#### [Exercise directions]
Please output all the entries word for word, without the pictures.

#### [Data for processing]
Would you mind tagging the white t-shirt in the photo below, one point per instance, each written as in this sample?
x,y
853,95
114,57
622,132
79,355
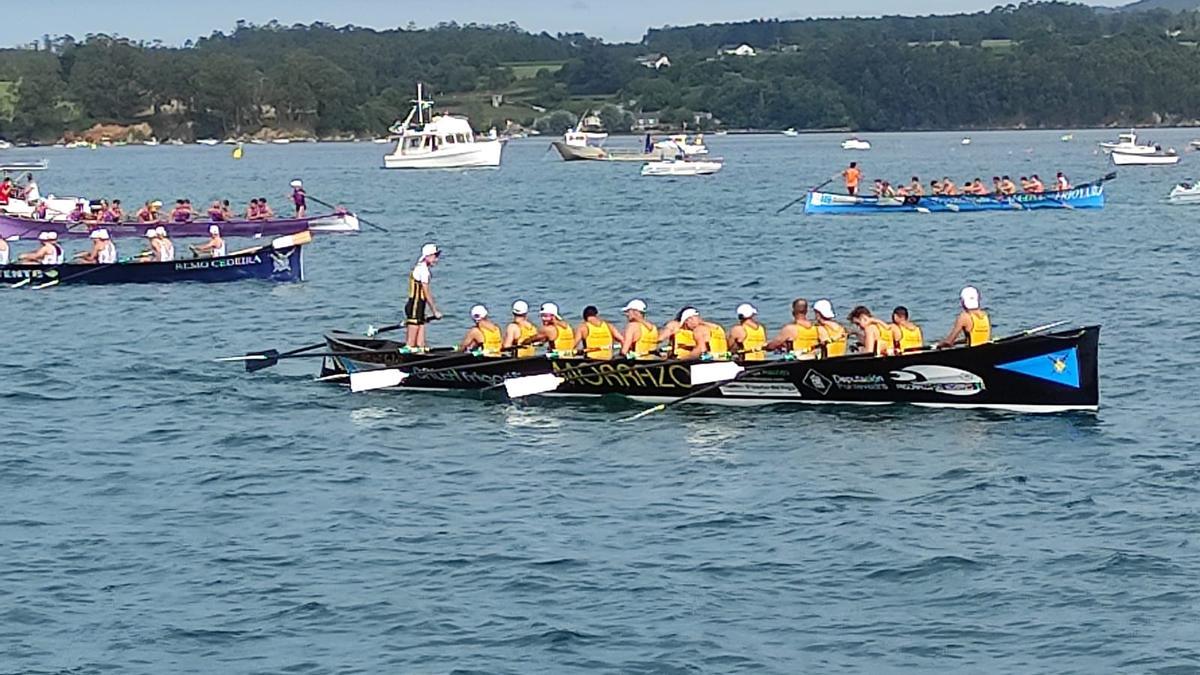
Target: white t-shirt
x,y
421,273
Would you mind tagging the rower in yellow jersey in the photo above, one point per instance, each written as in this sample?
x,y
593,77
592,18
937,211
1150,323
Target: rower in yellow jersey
x,y
711,341
748,339
799,338
877,336
906,334
641,338
519,335
831,334
485,335
595,335
972,323
555,333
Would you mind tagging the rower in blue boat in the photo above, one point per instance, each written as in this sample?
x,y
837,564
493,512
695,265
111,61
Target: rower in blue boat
x,y
972,326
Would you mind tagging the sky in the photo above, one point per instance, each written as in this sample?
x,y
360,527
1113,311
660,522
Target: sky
x,y
615,21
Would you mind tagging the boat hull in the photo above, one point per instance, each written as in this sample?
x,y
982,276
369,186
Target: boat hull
x,y
267,263
1083,197
1047,372
15,228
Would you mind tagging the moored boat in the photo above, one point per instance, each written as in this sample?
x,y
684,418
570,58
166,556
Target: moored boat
x,y
1027,372
282,260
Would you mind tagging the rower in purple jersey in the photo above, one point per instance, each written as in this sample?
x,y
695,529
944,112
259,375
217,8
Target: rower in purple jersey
x,y
299,197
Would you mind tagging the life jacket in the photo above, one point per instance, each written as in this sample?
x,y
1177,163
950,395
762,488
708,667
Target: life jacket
x,y
981,328
755,341
598,344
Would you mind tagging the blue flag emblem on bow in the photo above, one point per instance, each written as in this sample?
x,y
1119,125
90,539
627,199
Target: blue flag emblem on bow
x,y
1061,368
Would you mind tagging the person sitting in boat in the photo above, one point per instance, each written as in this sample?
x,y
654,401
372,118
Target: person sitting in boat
x,y
166,248
973,324
906,335
102,251
48,251
799,338
832,336
519,334
214,246
595,335
641,338
299,198
709,338
877,336
485,335
748,338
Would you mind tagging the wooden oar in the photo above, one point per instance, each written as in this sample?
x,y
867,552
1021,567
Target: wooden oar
x,y
724,374
381,228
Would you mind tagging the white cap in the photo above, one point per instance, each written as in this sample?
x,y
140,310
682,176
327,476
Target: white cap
x,y
825,309
970,297
635,305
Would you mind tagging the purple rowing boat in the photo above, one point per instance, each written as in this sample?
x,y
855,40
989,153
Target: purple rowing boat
x,y
13,228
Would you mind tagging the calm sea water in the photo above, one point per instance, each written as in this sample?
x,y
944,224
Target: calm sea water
x,y
163,513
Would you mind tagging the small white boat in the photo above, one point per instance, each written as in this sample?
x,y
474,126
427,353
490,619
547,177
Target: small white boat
x,y
1185,193
1127,144
1141,160
682,167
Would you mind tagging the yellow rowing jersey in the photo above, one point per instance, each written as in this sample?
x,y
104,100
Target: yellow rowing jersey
x,y
682,342
599,341
981,328
807,339
911,338
647,341
527,332
755,341
493,340
837,344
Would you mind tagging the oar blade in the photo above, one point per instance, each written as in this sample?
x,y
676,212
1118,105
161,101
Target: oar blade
x,y
381,378
531,384
714,371
269,358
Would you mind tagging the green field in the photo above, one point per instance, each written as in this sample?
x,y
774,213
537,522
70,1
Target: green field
x,y
528,70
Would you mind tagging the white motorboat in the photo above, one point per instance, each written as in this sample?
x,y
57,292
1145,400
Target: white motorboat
x,y
1127,144
443,141
1157,159
1185,193
682,167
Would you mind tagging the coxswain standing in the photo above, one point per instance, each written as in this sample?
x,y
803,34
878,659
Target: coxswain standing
x,y
801,336
709,338
595,335
420,306
831,334
485,335
877,336
852,175
214,246
641,338
748,339
906,334
519,335
973,324
299,198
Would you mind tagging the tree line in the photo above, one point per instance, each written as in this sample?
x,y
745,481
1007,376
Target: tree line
x,y
1047,64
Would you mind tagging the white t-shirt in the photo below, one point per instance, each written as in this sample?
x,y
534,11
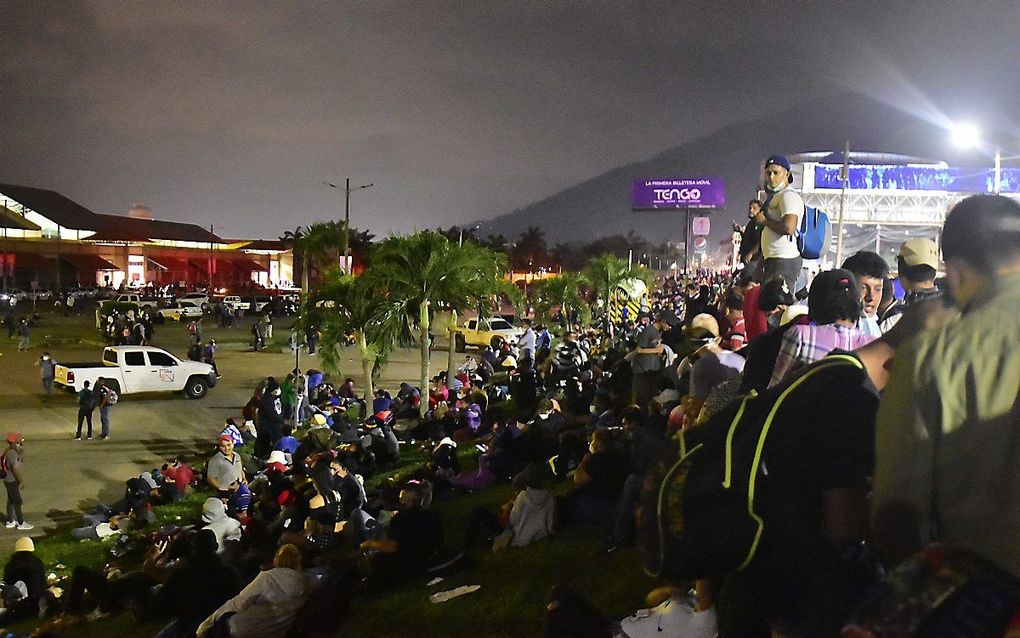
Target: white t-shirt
x,y
785,201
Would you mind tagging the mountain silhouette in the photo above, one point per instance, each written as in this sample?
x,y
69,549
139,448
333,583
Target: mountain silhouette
x,y
601,206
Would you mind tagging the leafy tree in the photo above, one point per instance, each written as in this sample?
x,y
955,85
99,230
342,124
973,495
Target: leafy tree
x,y
564,290
497,243
418,274
342,305
530,248
606,273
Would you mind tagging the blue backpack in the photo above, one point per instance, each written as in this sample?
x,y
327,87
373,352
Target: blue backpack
x,y
814,235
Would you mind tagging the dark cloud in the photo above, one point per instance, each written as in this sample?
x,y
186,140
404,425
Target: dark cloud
x,y
233,113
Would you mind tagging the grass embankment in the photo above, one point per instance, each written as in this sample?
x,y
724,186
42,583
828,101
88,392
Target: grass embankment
x,y
514,583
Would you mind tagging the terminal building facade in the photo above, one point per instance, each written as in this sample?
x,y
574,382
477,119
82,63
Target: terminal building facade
x,y
50,242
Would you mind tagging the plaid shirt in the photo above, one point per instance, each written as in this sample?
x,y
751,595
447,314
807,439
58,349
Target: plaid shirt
x,y
806,344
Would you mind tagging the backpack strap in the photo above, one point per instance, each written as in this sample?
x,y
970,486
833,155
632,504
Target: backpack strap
x,y
829,361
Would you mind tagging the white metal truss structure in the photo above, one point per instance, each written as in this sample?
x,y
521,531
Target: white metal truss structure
x,y
878,206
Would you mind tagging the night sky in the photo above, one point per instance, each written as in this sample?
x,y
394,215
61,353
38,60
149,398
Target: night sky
x,y
234,113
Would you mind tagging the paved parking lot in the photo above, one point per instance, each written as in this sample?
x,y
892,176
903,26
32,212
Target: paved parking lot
x,y
63,476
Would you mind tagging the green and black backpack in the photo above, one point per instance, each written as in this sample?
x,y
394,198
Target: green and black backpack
x,y
699,516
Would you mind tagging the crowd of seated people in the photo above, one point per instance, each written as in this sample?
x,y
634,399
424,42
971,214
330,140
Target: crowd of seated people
x,y
578,428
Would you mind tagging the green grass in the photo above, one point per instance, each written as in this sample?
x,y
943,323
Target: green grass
x,y
511,602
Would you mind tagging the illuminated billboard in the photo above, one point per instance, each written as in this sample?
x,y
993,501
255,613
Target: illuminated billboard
x,y
900,178
678,193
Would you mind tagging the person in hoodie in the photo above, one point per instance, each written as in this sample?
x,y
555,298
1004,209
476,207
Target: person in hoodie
x,y
196,589
533,511
215,520
270,419
267,606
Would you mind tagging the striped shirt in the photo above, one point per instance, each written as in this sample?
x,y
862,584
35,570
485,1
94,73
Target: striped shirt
x,y
806,344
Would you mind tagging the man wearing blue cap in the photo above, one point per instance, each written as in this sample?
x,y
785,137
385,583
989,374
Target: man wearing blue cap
x,y
780,216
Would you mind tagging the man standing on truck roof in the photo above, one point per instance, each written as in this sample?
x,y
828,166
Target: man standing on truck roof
x,y
106,397
47,370
13,481
86,405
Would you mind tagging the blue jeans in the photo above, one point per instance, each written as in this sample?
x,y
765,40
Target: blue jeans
x,y
104,419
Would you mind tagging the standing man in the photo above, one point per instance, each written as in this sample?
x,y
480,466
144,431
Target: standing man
x,y
86,405
525,345
209,356
544,343
948,439
22,335
258,341
870,271
14,481
270,419
751,238
311,339
47,370
646,360
782,210
106,398
917,265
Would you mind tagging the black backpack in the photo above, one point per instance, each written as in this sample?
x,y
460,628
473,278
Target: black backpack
x,y
699,516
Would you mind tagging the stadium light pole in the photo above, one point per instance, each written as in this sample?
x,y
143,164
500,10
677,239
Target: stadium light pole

#### [Result]
Would you mind tagging the white t-shirt in the photo below, one point per instance, each written as in this sample?
x,y
853,95
114,57
622,132
79,355
Target: white t-shirt
x,y
421,273
Would you mind tagging the rower in yellow jersey in the photo above, one point per instance, each written as in this sample?
x,y
593,77
592,18
937,211
1150,323
Target: rower in yellow jersey
x,y
711,341
748,339
799,338
877,336
906,334
641,338
519,335
831,334
485,335
595,335
972,323
555,333
Would you mind tagging the rower in blue boat in the photo above, one point per instance, each written as in this sample?
x,y
837,564
493,512
695,265
111,61
Target: rower in blue boat
x,y
972,326
Would you mind tagging the sky in the photo above, one point per instance, each written as in this sample?
x,y
360,527
1113,311
660,522
Target: sky
x,y
615,21
Would you mind tagging the boat hull in the photo above, one point per instance, each written as in this sample?
x,y
982,276
369,186
Target: boat hull
x,y
267,263
1083,197
1047,372
15,228
Would you mind tagging the moored boat in the photo above, one point per instance, each written as in this sample?
x,y
684,418
570,58
166,556
Target: moored boat
x,y
1027,372
282,260
Would you mind tagging the rower in purple jersey in the photo above, one point per instance, each written as in this sample?
x,y
695,529
944,112
259,375
217,8
Target: rower in purple jersey
x,y
299,197
Would you mind tagging the life jacket in the photo above, one point per instance, each written as in this sample?
x,y
1177,163
950,395
762,488
708,667
Target: life jacket
x,y
981,328
755,341
598,344
Would you mind tagging the blue flag emblem on bow in the photo above, one point per instance, each written as in this sample?
x,y
1119,125
90,539
627,199
Target: blue flag emblem on bow
x,y
1061,368
Would you mind tagging the person sitting in boat in the photo above, one point per instance, each written as in this sample?
x,y
654,401
372,118
Target: person sitting in boat
x,y
166,248
973,324
906,335
102,251
48,251
799,338
832,336
519,334
214,246
595,335
641,338
299,198
709,338
877,336
485,335
748,338
Would you mind tagging the wooden oar in the photo above, one point per instance, each written as in this sample?
x,y
867,552
1021,567
Target: wooden oar
x,y
724,374
381,228
Would you mind tagging the white cap in the photo above, one point per instance, each written as in this sample?
x,y
140,310
682,176
327,476
Target: white cap
x,y
825,309
970,297
635,305
Would you mind tagging the purple rowing boat in the photo above, one point per instance, each written as in this sample?
x,y
855,40
989,153
Target: purple rowing boat
x,y
13,228
Would you mind tagging the calm sea water in the photo above, one point per instance, each written as in this sample?
x,y
944,224
Target: calm sea water
x,y
163,513
Would you mind tagging the small white boat in the photo above, one point per instance, each written as in this sample?
x,y
474,126
427,353
490,619
547,177
Target: small white boat
x,y
1185,193
1127,144
1141,160
682,167
Would you mind tagging the yellow rowing jersey in the photo above, one point per instance, each written as in this sample?
x,y
104,100
Target: yellow rowing jersey
x,y
682,342
599,341
981,328
807,339
911,338
647,341
527,332
755,341
493,340
837,344
Would you mind tagging the oar blade in the photo above, one point per instance, each written as in this sample?
x,y
676,212
1118,105
161,101
Target: oar blade
x,y
381,378
531,384
714,371
269,358
Would you mind tagging the green field in the photo above, one point per instance, each written as in this sample?
x,y
774,213
537,522
70,1
Target: green field
x,y
528,70
Would you mind tagging the white motorboat in the photo above, one point per instance, each written as in this sample?
x,y
57,292
1145,400
Target: white motorboat
x,y
1127,144
443,141
1157,159
1185,193
682,167
Would you mind tagging the coxswain standing in the photo above, one point per instance, each written as in this sample?
x,y
803,34
878,659
Target: coxswain standing
x,y
801,336
709,338
595,335
420,306
831,334
485,335
877,336
852,175
214,246
641,338
748,339
906,334
519,335
973,324
299,198
Would you mind tagging the tree line in the photo above, one point per instance, each written as in this sample?
x,y
745,481
1007,376
Target: tree line
x,y
1047,64
Would you mind tagging the white t-shirt in the photo below, one point per instance, each written as in this sample?
x,y
534,11
Target: white t-shirt
x,y
785,201
Would you mind tagging the mountain silhouette in the photo above, one point per instance, each written as in this sample?
x,y
69,549
139,448
333,583
Target: mountain silhouette
x,y
601,206
Would you mind tagging the leafy tree in the photo above, one point per instance, each written as in this sample?
x,y
955,85
99,230
342,124
973,495
Target: leafy tree
x,y
564,290
497,243
418,274
342,305
530,248
606,273
Would you mind tagging the blue backpack in the photo above, one point per instance, each written as in this sample?
x,y
327,87
373,352
Target: blue backpack
x,y
814,235
Would you mind tagging the dark cloud in the photo above, one point per instance, each written as in this sample?
x,y
186,140
404,425
Target: dark cloud
x,y
233,113
Would you mind tagging the grass embankment in the photo above, one point per instance, each written as in this sample?
x,y
724,186
42,583
828,101
88,392
Target: grass embankment
x,y
514,583
Would you mind tagging the terminal building facade in the photo above, one point per instance, each written as in this sample?
x,y
574,382
477,119
82,63
Target: terminal building facade
x,y
50,242
Would you mind tagging the plaid shirt in the photo above, one point per instance, each written as in this sample?
x,y
751,595
447,314
807,439
58,349
Target: plaid shirt
x,y
806,344
Would you mind tagging the backpack strap in the photo above, one point per instance, each written as in this sample?
x,y
970,486
833,155
632,504
Target: backpack strap
x,y
829,361
Would you mind tagging the white metal truss structure in the photo above, one point per instance, each written as in this sample?
x,y
521,531
Target: white metal truss structure
x,y
878,206
Would you mind tagging the night sky in the photo above, one point per instance, each written as in this sample?
x,y
394,215
61,353
38,60
149,398
Target: night sky
x,y
234,113
Would you mind tagging the paved parking lot in the photo above, one point per instance, each written as in this sample?
x,y
892,176
903,26
32,212
Target: paved parking lot
x,y
63,476
Would you mind tagging the green and black backpack in the photo above, one point per instance, each written as in this sample?
x,y
394,198
Target: green and black backpack
x,y
699,516
Would you mind tagging the crowd of seated people in the photo above, one point per instance, each written as in this sample?
x,y
634,399
424,42
971,214
330,140
Target: crowd of seated people
x,y
578,428
Would you mind tagging the green grass in the photo above, one point per instance, each written as in this sample?
x,y
943,323
Target: green grass
x,y
511,602
Would you mind tagging the illuminated billboard in the photo above, one point per instance, each written as in this sample?
x,y
993,501
255,613
Target: illuminated billboard
x,y
900,178
678,193
Would you mind tagging the person in hoodie in the photo above, one point per instance, each written as in this sample?
x,y
555,298
1004,209
476,207
Target: person in hoodie
x,y
196,589
533,511
215,520
270,419
267,606
Would you mind tagging the striped shirt in the photo above, one point per instance, each written as in this sample?
x,y
862,584
35,570
485,1
94,73
Target: striped shirt
x,y
806,344
Would you mind tagging the man wearing blue cap in the photo above, one point per instance, each written as in this sample?
x,y
785,137
385,583
989,374
Target: man wearing blue cap
x,y
780,216
Would you mind tagging the man standing on truck roof in the photo above, one point per instance, each written as in this sample?
x,y
828,166
Target: man standing on truck roof
x,y
106,397
47,370
13,481
86,405
Would you mind tagging the blue jeans in the photo above, one point per instance, each written as in this sample?
x,y
765,40
Target: blue jeans
x,y
104,419
Would you mind tagging the standing man in the photo above, one point per instance, each written as in this sample?
x,y
480,466
144,431
Target: standing man
x,y
86,405
525,345
209,356
544,343
948,439
22,335
258,341
870,271
14,481
270,419
751,238
311,339
47,370
646,360
782,210
106,398
917,265
Would you mind tagging the black backpack in the photo above, one point per instance, each written as in this sample?
x,y
460,628
473,278
Target: black backpack
x,y
699,516
Would you mind tagging the stadium light pole in the photo above, one point per instance, each written as in this sample?
x,y
143,164
500,10
677,239
Target: stadium light pole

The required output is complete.